▶ _What you should do_
Transcribe only the part of the listing below that begins at the line containing "the white plate." and runs to its final line, keeping both ends.

▶ _Records provided_
* * *
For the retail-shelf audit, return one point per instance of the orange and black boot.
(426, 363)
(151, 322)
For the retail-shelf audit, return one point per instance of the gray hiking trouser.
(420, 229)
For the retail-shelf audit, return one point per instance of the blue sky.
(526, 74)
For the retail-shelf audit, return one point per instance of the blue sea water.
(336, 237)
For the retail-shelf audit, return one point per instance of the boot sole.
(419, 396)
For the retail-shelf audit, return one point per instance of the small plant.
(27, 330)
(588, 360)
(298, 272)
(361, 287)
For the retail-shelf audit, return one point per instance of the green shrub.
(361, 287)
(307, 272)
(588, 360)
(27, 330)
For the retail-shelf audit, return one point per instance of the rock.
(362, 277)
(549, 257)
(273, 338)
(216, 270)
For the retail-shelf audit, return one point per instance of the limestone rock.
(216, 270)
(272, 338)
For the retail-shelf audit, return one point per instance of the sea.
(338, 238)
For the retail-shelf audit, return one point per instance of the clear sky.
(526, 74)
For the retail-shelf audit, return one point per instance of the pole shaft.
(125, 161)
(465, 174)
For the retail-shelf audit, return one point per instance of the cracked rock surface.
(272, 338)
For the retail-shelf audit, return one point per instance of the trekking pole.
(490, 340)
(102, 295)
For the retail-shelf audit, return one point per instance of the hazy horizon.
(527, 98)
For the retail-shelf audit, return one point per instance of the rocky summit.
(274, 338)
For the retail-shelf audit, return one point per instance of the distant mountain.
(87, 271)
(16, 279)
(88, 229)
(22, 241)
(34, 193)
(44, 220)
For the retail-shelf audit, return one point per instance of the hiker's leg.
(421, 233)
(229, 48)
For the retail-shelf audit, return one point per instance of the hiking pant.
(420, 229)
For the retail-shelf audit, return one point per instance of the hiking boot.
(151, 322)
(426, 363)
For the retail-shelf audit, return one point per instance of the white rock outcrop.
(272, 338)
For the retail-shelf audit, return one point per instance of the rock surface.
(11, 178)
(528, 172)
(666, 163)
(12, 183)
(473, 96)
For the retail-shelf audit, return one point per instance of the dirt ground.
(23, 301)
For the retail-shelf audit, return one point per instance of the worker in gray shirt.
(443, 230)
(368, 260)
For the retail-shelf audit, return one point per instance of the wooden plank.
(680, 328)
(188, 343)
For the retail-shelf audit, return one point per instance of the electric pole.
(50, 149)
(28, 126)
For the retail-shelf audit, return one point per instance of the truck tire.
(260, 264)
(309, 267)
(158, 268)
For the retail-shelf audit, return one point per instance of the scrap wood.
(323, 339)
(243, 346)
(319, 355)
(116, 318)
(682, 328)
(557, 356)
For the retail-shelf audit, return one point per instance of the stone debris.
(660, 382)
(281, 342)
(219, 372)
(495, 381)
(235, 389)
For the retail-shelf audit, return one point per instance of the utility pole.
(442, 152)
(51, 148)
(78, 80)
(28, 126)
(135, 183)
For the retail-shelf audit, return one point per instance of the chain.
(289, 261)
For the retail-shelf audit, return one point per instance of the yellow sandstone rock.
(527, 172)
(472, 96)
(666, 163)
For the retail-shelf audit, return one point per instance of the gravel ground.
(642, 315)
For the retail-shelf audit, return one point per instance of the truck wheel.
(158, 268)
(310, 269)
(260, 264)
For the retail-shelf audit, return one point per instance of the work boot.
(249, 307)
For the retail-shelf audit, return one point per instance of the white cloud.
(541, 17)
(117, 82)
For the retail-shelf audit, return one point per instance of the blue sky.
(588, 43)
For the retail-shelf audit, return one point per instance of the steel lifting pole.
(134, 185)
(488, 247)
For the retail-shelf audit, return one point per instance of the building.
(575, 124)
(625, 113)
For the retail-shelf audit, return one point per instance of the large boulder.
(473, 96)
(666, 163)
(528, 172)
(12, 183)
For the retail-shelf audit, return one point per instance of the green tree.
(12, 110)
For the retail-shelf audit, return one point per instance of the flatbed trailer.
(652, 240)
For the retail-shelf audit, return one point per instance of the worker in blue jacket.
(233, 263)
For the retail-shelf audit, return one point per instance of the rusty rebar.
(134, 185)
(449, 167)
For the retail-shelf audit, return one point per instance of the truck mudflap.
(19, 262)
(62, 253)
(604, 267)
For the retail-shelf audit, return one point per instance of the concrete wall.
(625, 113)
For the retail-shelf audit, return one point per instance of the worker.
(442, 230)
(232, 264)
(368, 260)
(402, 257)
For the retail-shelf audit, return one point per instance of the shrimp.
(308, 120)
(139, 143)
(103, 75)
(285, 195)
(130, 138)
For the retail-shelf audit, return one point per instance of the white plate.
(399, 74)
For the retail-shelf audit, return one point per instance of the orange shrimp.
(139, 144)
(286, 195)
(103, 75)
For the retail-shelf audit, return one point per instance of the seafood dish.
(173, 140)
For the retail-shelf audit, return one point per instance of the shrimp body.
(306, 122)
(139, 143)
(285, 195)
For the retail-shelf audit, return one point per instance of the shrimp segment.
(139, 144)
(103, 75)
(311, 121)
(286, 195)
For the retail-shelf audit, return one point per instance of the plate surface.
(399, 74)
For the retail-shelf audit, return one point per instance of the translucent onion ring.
* * *
▶ _Answer to this task_
For the retail-shelf audit, return one point per instance of the white plate.
(399, 74)
For the retail-shelf audit, return one point per instance of the orange shrimp.
(139, 144)
(286, 195)
(103, 75)
For the retail-shelf audit, return one point per instance of the seafood dish.
(173, 140)
For the retail-shelf audit, return one point per instance of the shrimp body.
(306, 122)
(139, 143)
(285, 195)
For the retail-shelf audit, return one point per instance of the shrimp segment.
(139, 144)
(103, 75)
(311, 121)
(286, 195)
For the retail-shelf audit, return one point per instance of the plate surface.
(399, 74)
For the retail-shelf audit, return one point per instance of the translucent onion ring.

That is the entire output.